**EXERCISE INSTRUCTIONS**
Rewrite everything from the line containing "the bird's wing" down to the end of the records, swapping "wing" for "beak" and leaving all else unchanged.

▽

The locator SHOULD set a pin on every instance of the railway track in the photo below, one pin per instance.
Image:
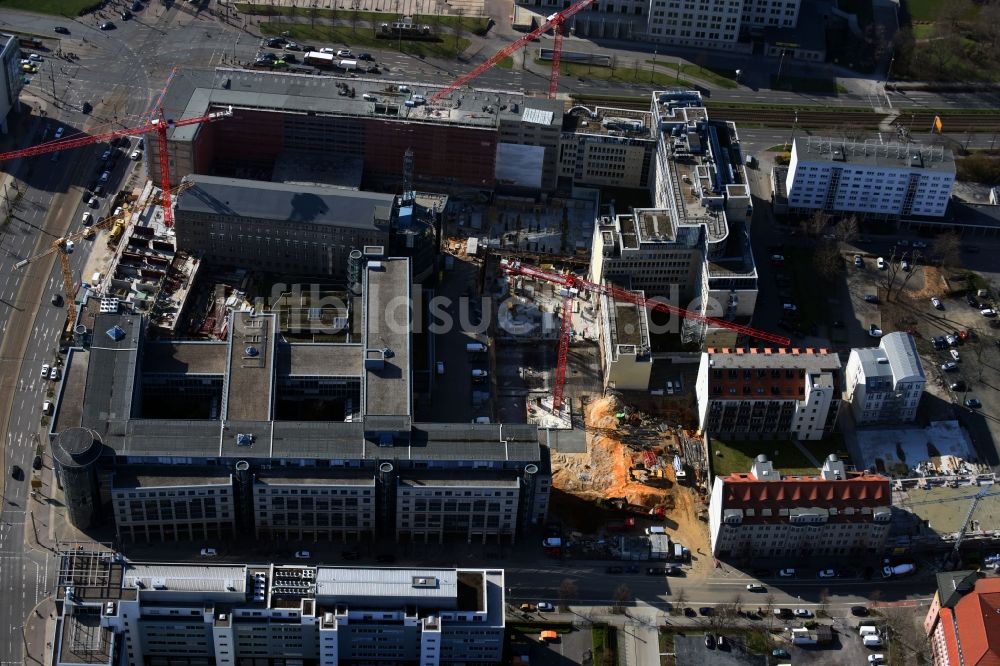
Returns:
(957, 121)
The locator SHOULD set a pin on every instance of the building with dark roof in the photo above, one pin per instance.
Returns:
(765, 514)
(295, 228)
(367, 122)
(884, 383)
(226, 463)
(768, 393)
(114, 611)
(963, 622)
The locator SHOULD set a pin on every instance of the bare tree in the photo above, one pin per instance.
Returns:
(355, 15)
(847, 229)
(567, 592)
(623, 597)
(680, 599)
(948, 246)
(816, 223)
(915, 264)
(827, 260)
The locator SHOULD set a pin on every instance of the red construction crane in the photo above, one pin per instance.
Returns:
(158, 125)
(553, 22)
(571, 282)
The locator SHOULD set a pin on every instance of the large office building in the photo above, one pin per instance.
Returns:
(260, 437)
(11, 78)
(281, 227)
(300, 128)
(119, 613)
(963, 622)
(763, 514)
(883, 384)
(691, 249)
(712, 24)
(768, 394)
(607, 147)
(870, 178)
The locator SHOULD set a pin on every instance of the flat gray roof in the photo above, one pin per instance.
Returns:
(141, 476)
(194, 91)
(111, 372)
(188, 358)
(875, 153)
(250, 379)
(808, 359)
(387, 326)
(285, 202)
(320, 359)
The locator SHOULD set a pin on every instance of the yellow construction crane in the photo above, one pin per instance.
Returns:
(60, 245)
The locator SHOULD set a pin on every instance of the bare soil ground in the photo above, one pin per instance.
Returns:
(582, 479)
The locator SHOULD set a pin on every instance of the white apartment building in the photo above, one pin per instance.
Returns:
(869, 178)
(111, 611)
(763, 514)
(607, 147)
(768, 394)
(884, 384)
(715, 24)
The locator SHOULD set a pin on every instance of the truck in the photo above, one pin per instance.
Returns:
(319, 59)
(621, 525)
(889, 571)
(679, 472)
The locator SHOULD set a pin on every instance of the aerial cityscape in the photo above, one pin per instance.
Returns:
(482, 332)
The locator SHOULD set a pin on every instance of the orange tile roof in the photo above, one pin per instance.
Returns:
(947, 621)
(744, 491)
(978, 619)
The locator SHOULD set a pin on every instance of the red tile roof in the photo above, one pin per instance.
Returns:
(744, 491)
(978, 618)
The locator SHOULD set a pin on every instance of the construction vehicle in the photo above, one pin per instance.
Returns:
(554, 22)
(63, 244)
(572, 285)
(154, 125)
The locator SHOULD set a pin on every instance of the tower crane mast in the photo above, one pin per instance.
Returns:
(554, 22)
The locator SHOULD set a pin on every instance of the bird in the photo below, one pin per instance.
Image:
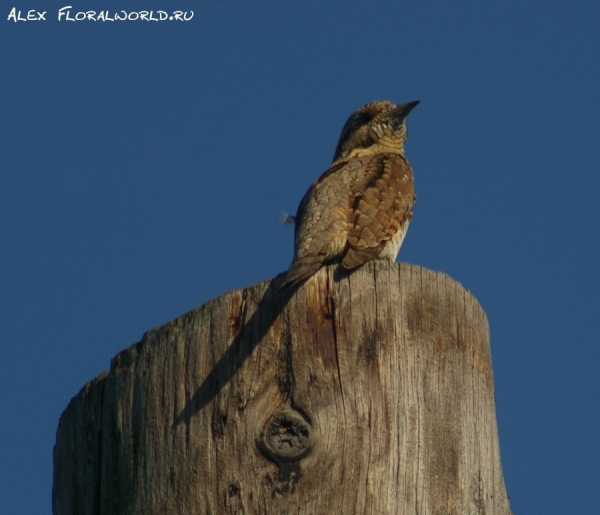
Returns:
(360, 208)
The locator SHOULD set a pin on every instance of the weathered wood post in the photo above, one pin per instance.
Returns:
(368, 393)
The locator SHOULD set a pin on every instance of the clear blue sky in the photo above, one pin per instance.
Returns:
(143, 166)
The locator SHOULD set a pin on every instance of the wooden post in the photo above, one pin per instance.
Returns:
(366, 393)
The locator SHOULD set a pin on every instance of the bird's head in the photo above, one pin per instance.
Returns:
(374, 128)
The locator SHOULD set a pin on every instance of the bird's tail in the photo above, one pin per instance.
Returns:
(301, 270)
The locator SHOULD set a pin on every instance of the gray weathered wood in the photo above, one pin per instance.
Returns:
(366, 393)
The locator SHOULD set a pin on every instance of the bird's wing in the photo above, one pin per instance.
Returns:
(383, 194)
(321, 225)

△

**ANSWER TO THIS PROBLEM**
The locator SHOULD set a pin on every instance of the bird's beak in the photo above, one pin per instance.
Returns:
(383, 194)
(321, 225)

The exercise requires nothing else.